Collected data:
_ _ _
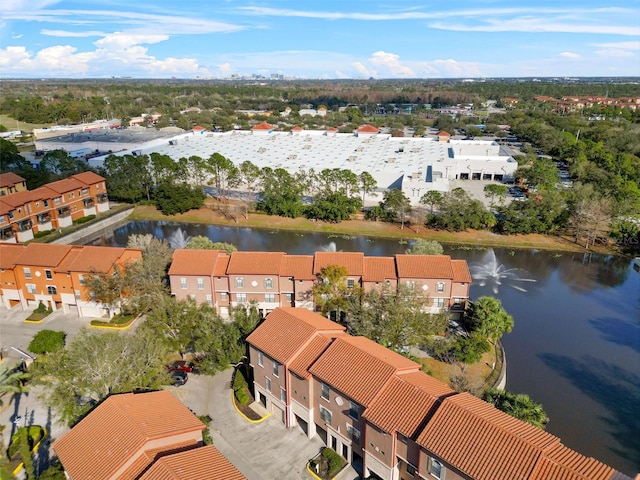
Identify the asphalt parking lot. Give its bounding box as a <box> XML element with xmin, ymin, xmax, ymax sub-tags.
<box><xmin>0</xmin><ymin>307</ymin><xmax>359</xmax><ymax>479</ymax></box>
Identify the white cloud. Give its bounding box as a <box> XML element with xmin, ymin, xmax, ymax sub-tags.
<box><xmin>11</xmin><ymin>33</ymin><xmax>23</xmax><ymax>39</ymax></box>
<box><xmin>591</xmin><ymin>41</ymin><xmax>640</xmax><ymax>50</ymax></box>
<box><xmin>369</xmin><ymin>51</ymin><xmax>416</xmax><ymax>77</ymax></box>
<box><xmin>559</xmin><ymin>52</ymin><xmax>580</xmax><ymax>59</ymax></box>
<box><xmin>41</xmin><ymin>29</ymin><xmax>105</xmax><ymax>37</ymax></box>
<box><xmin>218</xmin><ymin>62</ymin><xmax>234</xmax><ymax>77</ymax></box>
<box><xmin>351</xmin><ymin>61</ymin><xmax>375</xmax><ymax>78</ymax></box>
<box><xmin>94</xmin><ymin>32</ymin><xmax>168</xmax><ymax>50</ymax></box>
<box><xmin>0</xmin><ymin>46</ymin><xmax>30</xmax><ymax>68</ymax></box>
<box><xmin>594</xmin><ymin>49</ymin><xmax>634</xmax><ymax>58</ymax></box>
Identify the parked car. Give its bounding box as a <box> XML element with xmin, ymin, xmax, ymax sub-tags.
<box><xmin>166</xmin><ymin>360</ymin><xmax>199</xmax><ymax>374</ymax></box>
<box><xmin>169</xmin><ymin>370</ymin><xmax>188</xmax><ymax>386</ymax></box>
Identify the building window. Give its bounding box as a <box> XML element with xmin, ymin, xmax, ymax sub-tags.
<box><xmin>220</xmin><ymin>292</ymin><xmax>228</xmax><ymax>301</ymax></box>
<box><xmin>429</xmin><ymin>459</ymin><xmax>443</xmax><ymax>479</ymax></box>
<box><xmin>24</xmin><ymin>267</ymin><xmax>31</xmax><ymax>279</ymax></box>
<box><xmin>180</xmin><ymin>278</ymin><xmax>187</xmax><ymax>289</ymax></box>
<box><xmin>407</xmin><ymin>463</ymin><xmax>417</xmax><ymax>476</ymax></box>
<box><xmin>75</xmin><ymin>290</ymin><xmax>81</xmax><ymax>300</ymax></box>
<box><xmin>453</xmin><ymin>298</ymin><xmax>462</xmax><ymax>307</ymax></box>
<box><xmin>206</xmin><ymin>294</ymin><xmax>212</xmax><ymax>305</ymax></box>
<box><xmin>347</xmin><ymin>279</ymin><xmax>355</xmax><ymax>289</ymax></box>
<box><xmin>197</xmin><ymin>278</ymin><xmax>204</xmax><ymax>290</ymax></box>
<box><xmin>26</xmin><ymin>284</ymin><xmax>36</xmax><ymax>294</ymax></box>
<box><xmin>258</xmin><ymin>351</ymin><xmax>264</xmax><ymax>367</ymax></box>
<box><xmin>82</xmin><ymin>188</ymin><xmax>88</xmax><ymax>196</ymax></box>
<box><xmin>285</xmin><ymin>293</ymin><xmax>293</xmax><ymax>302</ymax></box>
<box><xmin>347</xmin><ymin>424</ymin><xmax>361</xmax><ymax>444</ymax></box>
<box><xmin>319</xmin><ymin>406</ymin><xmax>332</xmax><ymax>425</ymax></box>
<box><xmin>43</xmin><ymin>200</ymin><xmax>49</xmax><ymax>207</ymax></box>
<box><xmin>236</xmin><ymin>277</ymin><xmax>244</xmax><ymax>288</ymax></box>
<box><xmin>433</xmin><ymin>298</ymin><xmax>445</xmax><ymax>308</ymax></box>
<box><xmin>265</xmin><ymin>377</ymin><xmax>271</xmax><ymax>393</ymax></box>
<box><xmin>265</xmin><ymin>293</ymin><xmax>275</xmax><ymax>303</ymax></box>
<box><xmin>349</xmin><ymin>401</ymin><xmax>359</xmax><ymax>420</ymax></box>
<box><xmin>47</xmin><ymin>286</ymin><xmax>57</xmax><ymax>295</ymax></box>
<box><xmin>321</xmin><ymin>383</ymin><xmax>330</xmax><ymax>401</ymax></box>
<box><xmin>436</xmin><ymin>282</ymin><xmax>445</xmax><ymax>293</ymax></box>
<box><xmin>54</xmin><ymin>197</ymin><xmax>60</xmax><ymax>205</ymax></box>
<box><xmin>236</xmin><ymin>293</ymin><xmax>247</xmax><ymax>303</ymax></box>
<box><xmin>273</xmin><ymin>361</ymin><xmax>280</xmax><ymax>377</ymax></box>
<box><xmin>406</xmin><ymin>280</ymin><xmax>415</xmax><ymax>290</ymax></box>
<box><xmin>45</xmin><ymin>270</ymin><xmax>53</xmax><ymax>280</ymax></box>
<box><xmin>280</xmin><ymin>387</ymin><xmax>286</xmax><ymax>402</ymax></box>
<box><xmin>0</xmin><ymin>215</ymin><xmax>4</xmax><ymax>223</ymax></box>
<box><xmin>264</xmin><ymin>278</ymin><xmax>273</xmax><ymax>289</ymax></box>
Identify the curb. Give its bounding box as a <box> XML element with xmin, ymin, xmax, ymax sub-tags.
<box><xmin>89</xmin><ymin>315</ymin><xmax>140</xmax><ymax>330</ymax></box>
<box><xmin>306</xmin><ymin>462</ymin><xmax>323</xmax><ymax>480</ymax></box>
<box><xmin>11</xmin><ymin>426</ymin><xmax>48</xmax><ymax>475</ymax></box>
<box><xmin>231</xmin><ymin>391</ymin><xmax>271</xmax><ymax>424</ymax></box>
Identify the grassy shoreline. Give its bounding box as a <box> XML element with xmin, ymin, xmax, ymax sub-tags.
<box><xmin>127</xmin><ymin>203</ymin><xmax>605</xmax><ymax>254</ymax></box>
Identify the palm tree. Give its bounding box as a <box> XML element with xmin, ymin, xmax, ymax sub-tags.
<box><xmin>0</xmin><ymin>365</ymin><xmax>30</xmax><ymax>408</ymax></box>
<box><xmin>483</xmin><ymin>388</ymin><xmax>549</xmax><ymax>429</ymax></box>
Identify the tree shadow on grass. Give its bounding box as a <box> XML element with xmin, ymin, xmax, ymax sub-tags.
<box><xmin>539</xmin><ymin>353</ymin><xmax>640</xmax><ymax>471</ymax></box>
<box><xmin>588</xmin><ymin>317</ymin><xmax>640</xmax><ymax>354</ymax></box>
_ _ _
Write out exactly the final stretch of the records: the line containing "Identify the tree" and every line after it, through the last, and nothing else.

Identify the tree shadow on grass. Give its bounding box as a <box> XML element with xmin, ymin, xmax, ymax sub-tags.
<box><xmin>539</xmin><ymin>353</ymin><xmax>640</xmax><ymax>471</ymax></box>
<box><xmin>588</xmin><ymin>317</ymin><xmax>640</xmax><ymax>354</ymax></box>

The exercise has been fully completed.